Another version only fixes the order in which err_private are reduced into err:

double errorFunc(const Vector9dList& pathPositions){
    int n = pathPositions.size()-1;
    double err = 0.0;
    std::vector<double> errs(omp_get_max_threads());
    int nthreads;
    
    #pragma omp parallel default(none) shared(pathPositions, errs, n, nthreads)
    {
        #pragma omp master
        nthreads = omp_get_num_threads();

        double err_private = 0;

        #pragma omp for schedule(static)
        for(int i = 0; i < n+1; ++i){
            
            Vector9d derivX_i = derivPath(pathPositions, i);
            
            double err_i = derivX_i.norm();
            err_private = err_private + err_i;
        }

        errs[omp_get_thread_num()] = err_private;
    }

    for (int i = 0; i < nthreads; i++)
        err += errs[i];
    
    err = err / static_cast<double>(n);
    return err;
}

Again, this code produces the same result each and every time as long as the number of threads is kept constant. The value may differ slightly (in the LSBs) with different number of threads.

You can't get easily around such discrepancy and only learn to live with it and take precautions to minimise its influence on the rest of the computation. In fact, you are really lucky to stumble upon it in 2021, a year in the post-x87 era, when virtually all commodity FPUs use 64-bit IEEE 754 operands and not in the 1990's when x87 FPUs used 80-bit operands and the result of a repeated accumulation would depend on whether you keep the value in an FPU register all the time or periodically store it in and then load it back from memory, which rounds the 80-bit representation to a 64-bit one.

In the mean time, mandatory reading for anyone dealing with math on digital computers.

P.S. Although it is 2021 and we've been living for 21 years in the post-x87 era (started when Pentium 4 introduced the SSE2 instruction set back in 2000), if your CPU is an x86 one, you can still partake in the x87 madness. Just compile your code with -mfpmath=387 :)

════════════════

— SET TASK 1 —
According to the forum post, which instruction set did the Pentium 4 introduce in 2000?
— SET TASK 2 —
The forum post says that in the 1990s a repeated accumulation could depend on whether the value stayed in an FPU register or was periodically stored in memory and loaded back. Explain why, using the post's reasoning.
— SET TASK 3 —
Revise the part of the forum post between "Vector9d derivX_i = derivPath(pathPositions, i);" and "< nthreads; i++)", inclusive, replacing "derivX_i" with "derivative_i".
The material has nothing to do with the tasks.

════════════════

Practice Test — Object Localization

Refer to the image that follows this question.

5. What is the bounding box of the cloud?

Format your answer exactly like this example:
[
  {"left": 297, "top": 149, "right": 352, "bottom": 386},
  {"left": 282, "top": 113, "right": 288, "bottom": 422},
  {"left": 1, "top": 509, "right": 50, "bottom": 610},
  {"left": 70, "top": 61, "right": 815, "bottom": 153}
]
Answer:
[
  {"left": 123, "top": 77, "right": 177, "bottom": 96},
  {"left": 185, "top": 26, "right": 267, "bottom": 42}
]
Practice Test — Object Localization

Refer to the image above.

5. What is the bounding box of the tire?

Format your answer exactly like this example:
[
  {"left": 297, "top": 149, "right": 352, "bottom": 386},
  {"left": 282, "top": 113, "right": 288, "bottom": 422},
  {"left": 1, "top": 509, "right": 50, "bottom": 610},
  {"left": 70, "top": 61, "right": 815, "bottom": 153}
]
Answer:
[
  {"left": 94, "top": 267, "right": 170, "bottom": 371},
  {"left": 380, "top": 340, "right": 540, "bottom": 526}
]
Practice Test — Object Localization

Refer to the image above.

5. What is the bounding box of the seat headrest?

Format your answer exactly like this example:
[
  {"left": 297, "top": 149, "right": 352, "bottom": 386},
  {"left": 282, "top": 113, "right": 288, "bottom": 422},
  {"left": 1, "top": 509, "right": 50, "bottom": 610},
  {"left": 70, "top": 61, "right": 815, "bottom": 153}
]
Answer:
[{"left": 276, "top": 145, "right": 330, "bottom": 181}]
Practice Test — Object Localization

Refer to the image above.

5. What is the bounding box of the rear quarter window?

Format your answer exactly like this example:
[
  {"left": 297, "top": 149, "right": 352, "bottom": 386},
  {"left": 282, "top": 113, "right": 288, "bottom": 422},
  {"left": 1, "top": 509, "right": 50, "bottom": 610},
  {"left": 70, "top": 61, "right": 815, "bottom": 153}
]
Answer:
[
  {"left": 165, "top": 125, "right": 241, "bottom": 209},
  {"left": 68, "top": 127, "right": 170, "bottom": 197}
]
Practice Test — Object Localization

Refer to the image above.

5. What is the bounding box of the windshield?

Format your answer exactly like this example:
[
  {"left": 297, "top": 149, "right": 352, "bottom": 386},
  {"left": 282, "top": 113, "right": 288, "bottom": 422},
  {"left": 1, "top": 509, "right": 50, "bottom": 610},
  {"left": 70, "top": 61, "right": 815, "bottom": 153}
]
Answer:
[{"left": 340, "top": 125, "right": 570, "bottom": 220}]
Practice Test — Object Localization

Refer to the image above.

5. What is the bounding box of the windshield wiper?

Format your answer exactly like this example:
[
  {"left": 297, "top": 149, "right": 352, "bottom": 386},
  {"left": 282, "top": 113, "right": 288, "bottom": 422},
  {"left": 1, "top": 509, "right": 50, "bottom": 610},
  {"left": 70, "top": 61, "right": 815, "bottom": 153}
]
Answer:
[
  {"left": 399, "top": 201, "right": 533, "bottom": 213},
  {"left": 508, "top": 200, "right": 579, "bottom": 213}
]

════════════════

— EXPECTED OUTPUT 1 —
SSE2

— EXPECTED OUTPUT 2 —
x87 FPUs worked with 80-bit operands. Storing the value in memory and loading it back rounded the 80-bit representation to a 64-bit one, so the result depended on how often that happened.

— EXPECTED OUTPUT 3 —
Vector9d derivative_i = derivPath(pathPositions, i);
            
            double err_i = derivative_i.norm();
            err_private = err_private + err_i;
        }

        errs[omp_get_thread_num()] = err_private;
    }

    for (int i = 0; i < nthreads; i++)